◆ **Assignment 1**: Write out the part of the Emirati cuisine text between "Emirati cuisine ()" and "and Asian cuisines.", inclusive.
◆ **Assignment 2**: In the Emirati cuisine text, what name is commonly given in the United Arab Emirates to the mid-third millennium BC, when date palm cultivation in the area began?

───── Extract to read

Emirati cuisine () is the local traditional Arabic cuisine of the United Arab Emirates. It is part of the Eastern Arabian cuisine and shares similarities with cuisines from neighboring countries, such as Omani cuisine and Saudi Arabian cuisine, as well as influences from different Middle Eastern and Asian cuisines. 

As a major international hub, the United Arab Emirates today has a multicultural and variety of cuisines from different parts of the world.

History

Origins

Cultivation of date palms in the area can be traced back to the mid-third millennium BC (commonly referred to as the Umm al-Nar period in the United Arab Emirates) from which many date seeds have been found in Umm al-Nar sites. The presence of grinding stones and fired clay ovens in archaeological sites indicate that grain processing was also performed. Studies of human dental remains dating back to the third millennium shows a high level of attrition which is believed to result from the mastication of dry bread.

Modern history
The cuisine which originated in the area that is now the United Arab Emirates and was previously the Trucial States is formed by a similar Arabic and Middle Eastern cuisine which is consumed in the wider Arabian Peninsula. The food is a mixture of a bedouin diet, consisting of meat and camel milk, a fishermen's diet, consisting mainly of fish common in the Persian gulf, and a farmer's diet, consisting mainly of dates. A blend of these diets as well as a mixture of spices such as cinnamon, saffron, and turmeric formed the basis of the common dishes consumed in the Trucial states region and the current traditional Emirati cuisine.

──────────
───── Supplied data

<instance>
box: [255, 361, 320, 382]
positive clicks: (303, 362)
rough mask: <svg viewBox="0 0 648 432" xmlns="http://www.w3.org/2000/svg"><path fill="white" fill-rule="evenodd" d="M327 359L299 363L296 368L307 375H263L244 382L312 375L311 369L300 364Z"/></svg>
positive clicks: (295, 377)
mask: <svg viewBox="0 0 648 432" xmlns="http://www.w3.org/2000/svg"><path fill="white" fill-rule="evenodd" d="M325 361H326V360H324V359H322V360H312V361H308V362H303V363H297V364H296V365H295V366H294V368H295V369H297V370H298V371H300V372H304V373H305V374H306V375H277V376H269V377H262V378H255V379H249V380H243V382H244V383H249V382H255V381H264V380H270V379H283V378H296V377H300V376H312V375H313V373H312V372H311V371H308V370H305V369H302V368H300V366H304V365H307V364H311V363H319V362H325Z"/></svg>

──────────

◆ **Expected answer 1**:
Emirati cuisine () is the local traditional Arabic cuisine of the United Arab Emirates. It is part of the Eastern Arabian cuisine and shares similarities with cuisines from neighboring countries, such as Omani cuisine and Saudi Arabian cuisine, as well as influences from different Middle Eastern and Asian cuisines.

◆ **Expected answer 2**: The Umm al-Nar period.